---- EXTRACTED TEXT

White voters of both genders overwhelmingly supported Clinton, although Obama did manage to capture 30 percent of white men.
Breaking partisan patterns in Democratic primary voting, Clinton also won a huge 75 percent of self-identified Republicans who voted in the Mississippi contest. There is no party registration in Mississippi, so the state's primaries are open to all voters, and roughly 12 percent of the participants in the Democratic contest identified themselves as Republicans. A week ago in Ohio, Clinton and Obama split the Republican vote in the Democratic primary; in Texas, Obama narrowly won the votes cast by self-identified Republicans in the Democratic contest.
In recent days, conservative radio talk-show host Rush Limbaugh has urged Republicans to vote for Clinton to keep the Democratic presidential race unsettled. It's unclear how much of an effect that has had on the race, but in fast-growing DeSoto County, which includes suburbs of Memphis, there were reports of some polling places being besieged by an unusually high demand for Democratic ballots. Clinton carried DeSoto County.
Almost half of the Mississippi primary voters came from the state's rural areas, which have been a battleground between Clinton and Obama. She carried rural voters, 51 percent to 43 percent. But that significant racial divide was visible among rural voters as well: Clinton carried white rural voters by more than a 3-to-1 margin, while Obama carried African-American rural voters by more than an 8-to-1 margin.
In white rural counties in the northeastern corner of the state -- like Itawamba County, which has a 93 percent white population, according to 2006 Census figures; Prentiss, 85 percent white; Tippah, 81 percent white; and Tishomingo, 96 percent white -- Clinton won 80 percent, 73 percent, 71 percent and 82 percent of the vote, respectively.
Likewise, in heavily black rural counties in the state -- like Holmes, with an 81-percent black population; Jefferson, 86 percent African-American; and Noxubee, 70 percent African-American -- Obama won 80 percent, 88 percent and 80 percent of the vote, respectively.
But in Pennsylvania, the next key Democratic primary test six weeks from now, the rural portions of the states have few African-American voters.

--------
---- ITEMS

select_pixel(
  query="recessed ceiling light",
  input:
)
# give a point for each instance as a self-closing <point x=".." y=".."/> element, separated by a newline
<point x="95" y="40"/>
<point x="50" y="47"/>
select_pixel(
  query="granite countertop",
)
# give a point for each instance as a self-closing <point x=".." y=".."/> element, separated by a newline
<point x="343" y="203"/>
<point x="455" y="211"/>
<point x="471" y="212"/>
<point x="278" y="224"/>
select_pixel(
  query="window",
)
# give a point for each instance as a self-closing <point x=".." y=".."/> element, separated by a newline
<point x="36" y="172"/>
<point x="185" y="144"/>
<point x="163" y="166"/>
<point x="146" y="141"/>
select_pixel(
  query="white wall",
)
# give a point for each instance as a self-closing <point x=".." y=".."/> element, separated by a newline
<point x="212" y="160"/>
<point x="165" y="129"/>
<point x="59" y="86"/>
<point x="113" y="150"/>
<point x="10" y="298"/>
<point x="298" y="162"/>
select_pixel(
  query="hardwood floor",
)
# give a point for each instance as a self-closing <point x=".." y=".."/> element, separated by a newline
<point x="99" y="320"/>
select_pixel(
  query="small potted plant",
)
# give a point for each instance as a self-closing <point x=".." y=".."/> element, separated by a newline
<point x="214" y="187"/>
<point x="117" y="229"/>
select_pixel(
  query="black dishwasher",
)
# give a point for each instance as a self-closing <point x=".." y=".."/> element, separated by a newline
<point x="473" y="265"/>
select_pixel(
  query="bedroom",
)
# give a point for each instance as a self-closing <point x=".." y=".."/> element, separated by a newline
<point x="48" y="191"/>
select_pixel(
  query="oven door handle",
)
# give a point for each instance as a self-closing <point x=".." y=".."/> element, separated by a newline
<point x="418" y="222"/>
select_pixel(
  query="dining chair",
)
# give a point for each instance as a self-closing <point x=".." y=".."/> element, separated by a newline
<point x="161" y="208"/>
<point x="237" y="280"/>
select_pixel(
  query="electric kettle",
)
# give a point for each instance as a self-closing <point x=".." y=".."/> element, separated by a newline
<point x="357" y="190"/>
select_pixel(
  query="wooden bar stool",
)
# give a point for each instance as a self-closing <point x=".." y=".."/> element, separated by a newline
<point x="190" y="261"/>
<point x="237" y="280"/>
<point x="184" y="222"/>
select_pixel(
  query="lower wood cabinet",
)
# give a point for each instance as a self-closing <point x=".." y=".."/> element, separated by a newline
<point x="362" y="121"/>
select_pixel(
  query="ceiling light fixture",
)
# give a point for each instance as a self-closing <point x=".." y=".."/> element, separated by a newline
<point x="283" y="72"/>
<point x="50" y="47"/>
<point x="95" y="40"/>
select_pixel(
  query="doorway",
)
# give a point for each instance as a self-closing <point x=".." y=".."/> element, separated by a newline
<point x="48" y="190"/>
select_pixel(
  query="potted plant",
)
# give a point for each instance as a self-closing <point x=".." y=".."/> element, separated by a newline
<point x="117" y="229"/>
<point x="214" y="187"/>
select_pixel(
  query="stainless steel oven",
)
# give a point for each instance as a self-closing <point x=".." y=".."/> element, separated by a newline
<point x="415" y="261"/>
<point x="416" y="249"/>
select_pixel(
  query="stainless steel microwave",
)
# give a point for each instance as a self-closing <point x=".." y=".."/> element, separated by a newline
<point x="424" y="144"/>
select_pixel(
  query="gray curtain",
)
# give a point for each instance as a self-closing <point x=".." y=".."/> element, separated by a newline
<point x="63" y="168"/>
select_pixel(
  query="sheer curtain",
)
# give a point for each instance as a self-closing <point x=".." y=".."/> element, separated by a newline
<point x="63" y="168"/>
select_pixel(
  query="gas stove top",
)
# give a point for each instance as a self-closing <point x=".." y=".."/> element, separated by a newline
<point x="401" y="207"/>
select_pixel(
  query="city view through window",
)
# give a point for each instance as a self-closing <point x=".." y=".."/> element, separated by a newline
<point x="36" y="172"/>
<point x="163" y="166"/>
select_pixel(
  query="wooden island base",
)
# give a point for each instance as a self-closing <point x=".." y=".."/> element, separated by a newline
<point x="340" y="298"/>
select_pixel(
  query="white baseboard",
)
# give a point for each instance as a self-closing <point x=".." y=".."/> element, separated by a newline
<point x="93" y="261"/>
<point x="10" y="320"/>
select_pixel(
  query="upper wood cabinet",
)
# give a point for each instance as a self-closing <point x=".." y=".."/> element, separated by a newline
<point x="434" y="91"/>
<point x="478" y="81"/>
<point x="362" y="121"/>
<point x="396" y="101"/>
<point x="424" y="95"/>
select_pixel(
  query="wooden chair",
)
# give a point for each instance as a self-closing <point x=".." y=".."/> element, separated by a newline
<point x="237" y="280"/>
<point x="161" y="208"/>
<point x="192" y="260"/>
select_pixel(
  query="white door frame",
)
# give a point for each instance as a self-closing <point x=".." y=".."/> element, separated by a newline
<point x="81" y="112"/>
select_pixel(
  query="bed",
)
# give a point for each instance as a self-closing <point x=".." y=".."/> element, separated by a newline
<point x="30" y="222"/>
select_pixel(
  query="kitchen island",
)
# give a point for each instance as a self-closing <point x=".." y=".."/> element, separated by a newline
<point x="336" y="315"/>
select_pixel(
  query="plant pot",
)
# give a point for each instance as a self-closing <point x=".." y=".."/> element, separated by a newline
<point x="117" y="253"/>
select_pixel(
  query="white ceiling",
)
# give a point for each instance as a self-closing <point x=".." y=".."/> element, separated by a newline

--------

TASK A =
In the text on the Mississippi primary, what share of the self-identified Republicans who voted in the Democratic contest did Clinton win?
TASK B =
Duplicate the passage of the Mississippi primary text starting at "In white rural" and ending at "82 percent of the vote, respectively.".
The listing has no connection to the text about the Mississippi primary.

TASK SOLUTION A =
75 percent

TASK SOLUTION B =
In white rural counties in the northeastern corner of the state -- like Itawamba County, which has a 93 percent white population, according to 2006 Census figures; Prentiss, 85 percent white; Tippah, 81 percent white; and Tishomingo, 96 percent white -- Clinton won 80 percent, 73 percent, 71 percent and 82 percent of the vote, respectively.